--- GIVEN INFORMATION ---

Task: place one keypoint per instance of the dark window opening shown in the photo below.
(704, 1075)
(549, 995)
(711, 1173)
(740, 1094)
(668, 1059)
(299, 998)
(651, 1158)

---

WHAT IS EXPECTED ->
Rewrite the rows above, putting "marker" in place of "keypoint" and keeping everything else the same.

RESULT FOR THIS EXERCISE ->
Task: place one marker per instance of the dark window opening shown in the photo below.
(704, 1075)
(549, 995)
(711, 1173)
(740, 1094)
(668, 1059)
(299, 998)
(651, 1158)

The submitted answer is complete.